## AIM
Extract every line of the material below that contains the word "camouflage" and copy each of those lines in full.
**** SUPPLIED ENTRIES
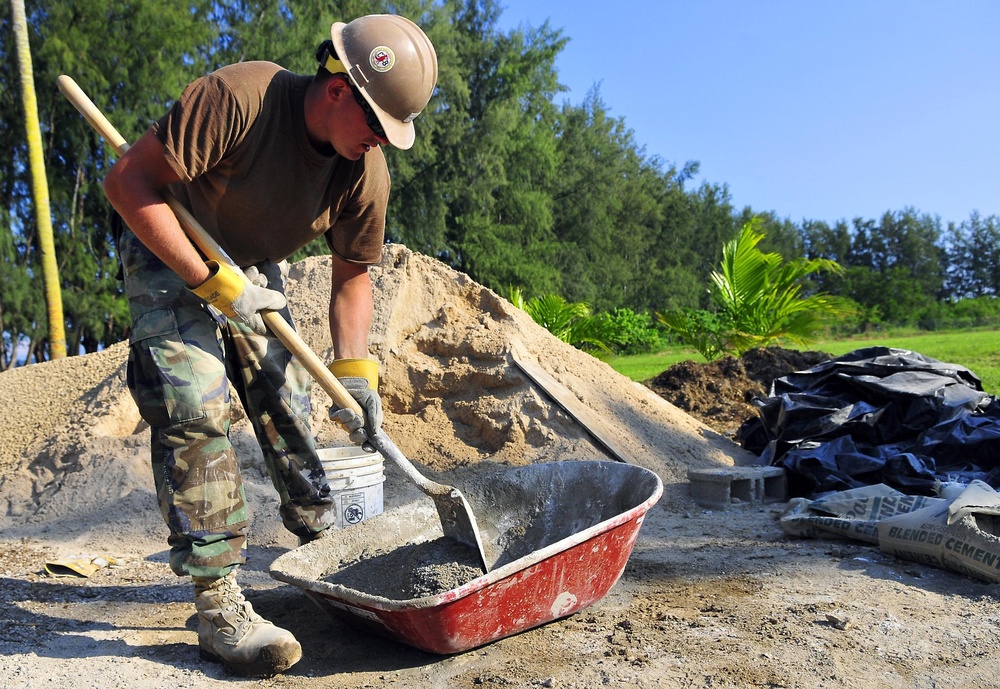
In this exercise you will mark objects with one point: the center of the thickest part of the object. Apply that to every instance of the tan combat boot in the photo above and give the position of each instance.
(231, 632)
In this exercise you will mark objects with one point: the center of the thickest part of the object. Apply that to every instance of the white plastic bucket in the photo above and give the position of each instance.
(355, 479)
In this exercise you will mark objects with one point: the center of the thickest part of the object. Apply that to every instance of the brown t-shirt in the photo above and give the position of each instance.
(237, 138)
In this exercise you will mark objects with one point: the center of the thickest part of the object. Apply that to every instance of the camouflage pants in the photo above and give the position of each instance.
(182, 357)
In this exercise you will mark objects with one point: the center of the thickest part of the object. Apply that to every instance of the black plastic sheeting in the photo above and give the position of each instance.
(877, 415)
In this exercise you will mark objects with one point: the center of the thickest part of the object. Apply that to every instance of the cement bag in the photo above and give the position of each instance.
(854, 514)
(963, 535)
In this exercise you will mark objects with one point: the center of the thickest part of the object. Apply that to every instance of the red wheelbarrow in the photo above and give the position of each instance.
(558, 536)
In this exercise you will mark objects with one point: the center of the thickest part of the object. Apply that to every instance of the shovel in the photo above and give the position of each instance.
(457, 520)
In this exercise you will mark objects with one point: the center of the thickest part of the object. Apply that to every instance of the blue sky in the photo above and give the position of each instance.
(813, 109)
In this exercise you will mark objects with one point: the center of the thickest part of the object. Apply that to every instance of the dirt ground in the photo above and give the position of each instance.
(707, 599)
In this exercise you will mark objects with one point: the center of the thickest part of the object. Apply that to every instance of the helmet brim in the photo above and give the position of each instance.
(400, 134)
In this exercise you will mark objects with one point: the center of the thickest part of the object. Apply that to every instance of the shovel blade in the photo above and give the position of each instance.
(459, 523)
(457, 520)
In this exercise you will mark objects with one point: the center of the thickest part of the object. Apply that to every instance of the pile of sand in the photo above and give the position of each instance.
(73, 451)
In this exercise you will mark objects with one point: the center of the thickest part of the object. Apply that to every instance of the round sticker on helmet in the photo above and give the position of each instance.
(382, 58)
********
**** SUPPLIED ENTRIES
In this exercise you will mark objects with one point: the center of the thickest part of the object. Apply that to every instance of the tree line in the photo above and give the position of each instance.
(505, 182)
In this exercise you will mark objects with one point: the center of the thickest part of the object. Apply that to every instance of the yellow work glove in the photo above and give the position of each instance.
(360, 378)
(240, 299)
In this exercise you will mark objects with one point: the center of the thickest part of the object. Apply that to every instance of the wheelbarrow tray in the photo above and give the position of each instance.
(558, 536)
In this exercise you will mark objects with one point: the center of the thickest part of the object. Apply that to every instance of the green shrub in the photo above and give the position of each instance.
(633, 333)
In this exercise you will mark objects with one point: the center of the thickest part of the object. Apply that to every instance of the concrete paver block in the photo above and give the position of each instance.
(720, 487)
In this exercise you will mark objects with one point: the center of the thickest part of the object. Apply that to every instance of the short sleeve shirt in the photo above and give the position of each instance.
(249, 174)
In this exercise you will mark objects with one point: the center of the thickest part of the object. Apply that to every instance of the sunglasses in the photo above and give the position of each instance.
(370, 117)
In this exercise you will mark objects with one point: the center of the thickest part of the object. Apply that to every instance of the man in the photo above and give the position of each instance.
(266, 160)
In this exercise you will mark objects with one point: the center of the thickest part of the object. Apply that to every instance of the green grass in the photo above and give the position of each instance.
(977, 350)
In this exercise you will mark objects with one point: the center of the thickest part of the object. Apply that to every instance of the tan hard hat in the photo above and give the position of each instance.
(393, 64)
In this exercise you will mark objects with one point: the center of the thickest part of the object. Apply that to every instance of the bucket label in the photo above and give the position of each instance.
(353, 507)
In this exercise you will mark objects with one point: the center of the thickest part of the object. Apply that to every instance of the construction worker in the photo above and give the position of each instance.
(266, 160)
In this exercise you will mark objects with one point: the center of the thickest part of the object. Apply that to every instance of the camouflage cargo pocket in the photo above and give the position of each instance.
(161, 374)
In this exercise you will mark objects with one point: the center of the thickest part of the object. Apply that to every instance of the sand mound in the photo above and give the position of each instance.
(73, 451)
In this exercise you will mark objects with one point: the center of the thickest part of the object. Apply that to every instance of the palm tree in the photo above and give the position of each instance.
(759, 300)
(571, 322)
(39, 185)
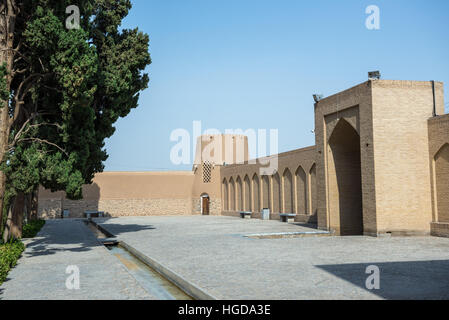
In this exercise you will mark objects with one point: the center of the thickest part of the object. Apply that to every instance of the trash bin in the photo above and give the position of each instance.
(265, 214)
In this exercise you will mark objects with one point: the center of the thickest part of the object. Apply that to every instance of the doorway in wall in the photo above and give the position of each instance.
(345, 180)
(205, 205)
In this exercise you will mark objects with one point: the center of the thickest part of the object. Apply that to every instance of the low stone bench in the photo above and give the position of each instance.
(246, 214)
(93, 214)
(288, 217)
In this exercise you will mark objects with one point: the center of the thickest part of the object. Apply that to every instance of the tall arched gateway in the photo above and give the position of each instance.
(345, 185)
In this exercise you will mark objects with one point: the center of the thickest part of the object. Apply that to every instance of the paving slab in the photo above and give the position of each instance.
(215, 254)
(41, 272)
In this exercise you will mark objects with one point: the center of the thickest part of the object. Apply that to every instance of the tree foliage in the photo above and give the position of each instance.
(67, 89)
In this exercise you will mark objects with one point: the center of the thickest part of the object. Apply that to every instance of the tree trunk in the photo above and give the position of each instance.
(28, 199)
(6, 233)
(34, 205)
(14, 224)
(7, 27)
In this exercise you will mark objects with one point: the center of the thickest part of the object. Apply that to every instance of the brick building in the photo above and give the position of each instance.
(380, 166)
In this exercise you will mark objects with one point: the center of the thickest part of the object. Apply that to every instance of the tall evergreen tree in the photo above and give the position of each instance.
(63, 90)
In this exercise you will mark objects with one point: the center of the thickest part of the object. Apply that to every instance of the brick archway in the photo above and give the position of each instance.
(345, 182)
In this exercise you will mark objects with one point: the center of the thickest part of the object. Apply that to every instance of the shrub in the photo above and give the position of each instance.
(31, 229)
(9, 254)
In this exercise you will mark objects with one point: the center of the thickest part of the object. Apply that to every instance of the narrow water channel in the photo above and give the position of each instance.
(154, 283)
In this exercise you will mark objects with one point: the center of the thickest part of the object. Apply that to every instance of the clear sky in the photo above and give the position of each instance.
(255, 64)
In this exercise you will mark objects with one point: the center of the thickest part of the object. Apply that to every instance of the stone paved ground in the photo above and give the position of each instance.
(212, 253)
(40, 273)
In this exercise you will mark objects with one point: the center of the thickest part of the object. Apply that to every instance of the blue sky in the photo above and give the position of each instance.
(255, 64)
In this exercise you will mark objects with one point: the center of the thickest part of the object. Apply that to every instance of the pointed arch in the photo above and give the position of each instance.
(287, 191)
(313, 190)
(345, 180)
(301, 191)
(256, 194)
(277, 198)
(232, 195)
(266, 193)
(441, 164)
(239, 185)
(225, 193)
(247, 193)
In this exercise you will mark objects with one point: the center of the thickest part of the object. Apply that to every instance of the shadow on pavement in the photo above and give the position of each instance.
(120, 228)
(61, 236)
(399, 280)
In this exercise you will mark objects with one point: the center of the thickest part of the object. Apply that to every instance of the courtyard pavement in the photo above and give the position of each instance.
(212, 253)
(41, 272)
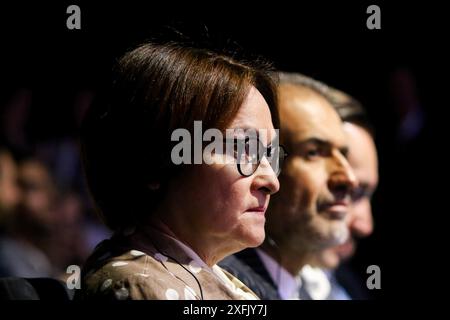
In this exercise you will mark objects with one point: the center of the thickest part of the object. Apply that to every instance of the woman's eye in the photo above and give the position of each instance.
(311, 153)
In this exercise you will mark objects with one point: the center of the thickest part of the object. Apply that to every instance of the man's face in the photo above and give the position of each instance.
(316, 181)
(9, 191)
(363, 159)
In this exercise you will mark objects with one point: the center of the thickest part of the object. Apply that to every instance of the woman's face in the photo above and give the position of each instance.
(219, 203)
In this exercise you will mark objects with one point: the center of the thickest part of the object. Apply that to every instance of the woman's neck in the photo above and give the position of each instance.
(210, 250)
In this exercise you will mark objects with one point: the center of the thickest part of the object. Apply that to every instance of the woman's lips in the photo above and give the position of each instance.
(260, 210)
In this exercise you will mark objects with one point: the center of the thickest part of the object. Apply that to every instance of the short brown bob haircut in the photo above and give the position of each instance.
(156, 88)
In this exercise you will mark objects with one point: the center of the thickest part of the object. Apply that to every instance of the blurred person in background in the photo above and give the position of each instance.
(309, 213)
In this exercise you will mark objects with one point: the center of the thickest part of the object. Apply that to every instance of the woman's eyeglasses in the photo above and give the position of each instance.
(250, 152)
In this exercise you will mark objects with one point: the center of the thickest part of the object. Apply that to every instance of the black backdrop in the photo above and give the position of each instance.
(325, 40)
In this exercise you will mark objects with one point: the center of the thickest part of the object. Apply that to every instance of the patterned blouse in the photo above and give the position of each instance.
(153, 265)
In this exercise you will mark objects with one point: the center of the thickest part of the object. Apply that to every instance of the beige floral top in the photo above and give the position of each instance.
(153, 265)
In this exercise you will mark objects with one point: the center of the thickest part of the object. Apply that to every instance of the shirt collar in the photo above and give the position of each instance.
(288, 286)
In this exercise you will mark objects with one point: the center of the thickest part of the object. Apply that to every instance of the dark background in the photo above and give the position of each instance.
********
## FINISHED TASK
In this exercise you will mark objects with one point: the center of the thickest part of the object. Apply that to every instance of the camouflage pants in the photo above and give the position of each instance.
In this exercise you will mark objects with one point: the center of the thickest part of the object. Apply that to every instance of the camouflage cargo pocket in the photo above and give the position of each instance.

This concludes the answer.